SUPPLIED TEXT:
How to Teach Your Dog to Wait for the Food Bowl
Many dogs are pure bundles of joy. They can be as rambunctious as a toddler and as adventurous as a preschooler. While some dogs can contain their excitement, many are overeager to dig right into their food bowl during mealtime. This is quite annoying for many pet parents. If you have a dog like this, then you would want it to wait for its food bowl, too. Here’s how you can teach your pet to wait for its yummy meal.
Teach the Basics of Waiting
Like all dog training activities, teaching your pet to wait for its food bowl requires patience. It also requires consistency, especially in the marking of the desired behavior and the issuing of treats. Speaking of treats, always use something that your dog considers ‘very special’. Do not underestimate the importance of other ‘rewards’ like hugs, increased playtime, and words of praise. You can always use these together with the dog treat.
Always start with the basics. Your dog already associates its food bowl with something delicious. The first part of the training should be to use an empty food bowl. Take an empty food bowl, making sure that your dog sees it. Also make sure that the pet sees you putting a treat in the bowl.

TASKS FOR THIS EXERCISE:
[1] According to the guide on teaching a dog to wait for its food bowl, what kind of bowl should the first part of the training use?
[2] Write the next part of the guide on teaching a dog to wait for its food bowl, picking up after its final sentence.

PROVIDED DATA:
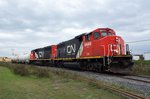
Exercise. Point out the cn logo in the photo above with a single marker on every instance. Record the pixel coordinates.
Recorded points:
(71, 48)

RESULTS OF THE EXERCISE:
[1] An empty food bowl.

[2]
Hold the food bowl in front of your chest. This allows your dog to see its bowl yet is high enough that the dog cannot reach it. Command your pet to assume the sitting position. As soon as your dog is sitting, say “wait” and begin lowering the bowl in a gradual manner.
Overexcited dogs will often stand up to meet the food bowl. If your dog does this, stop lowering the food bowl and go back to the original starting position. Tell your dog to sit again. The idea here is for the dog to learn to remain seated until its food bowl is on the floor or unless you tell it to eat.
This part of the training takes time so your patience is a must. It is crucial to never give the dog its food bowl and the treat inside if it cannot remain seated while you lower the bowl. Once the food bowl is on the floor, your dog will pounce on it right away. What you want is to train your pet to wait until you have stepped away from its food bowl.
Keep on practicing. Some dogs may require several days for them to master this behavior. Others may need a few weeks. Again, your perseverance is crucial.
Start Integrating the Learned Behavior in the Dog’s Regular Meals
If your dog already shows consistency in waiting for its food bowl, you can integrate this into its regular meals. Since this is still part of the dog’s training, do not use the entire feeding portion. It is best to serve only half of its meal. You can pour half a cup of its kibbles in the food bowl if your dog requires 2 cups every meal. You will have 4 training sessions using this setup. Make sure that the dog sees you pour its food in the bowl.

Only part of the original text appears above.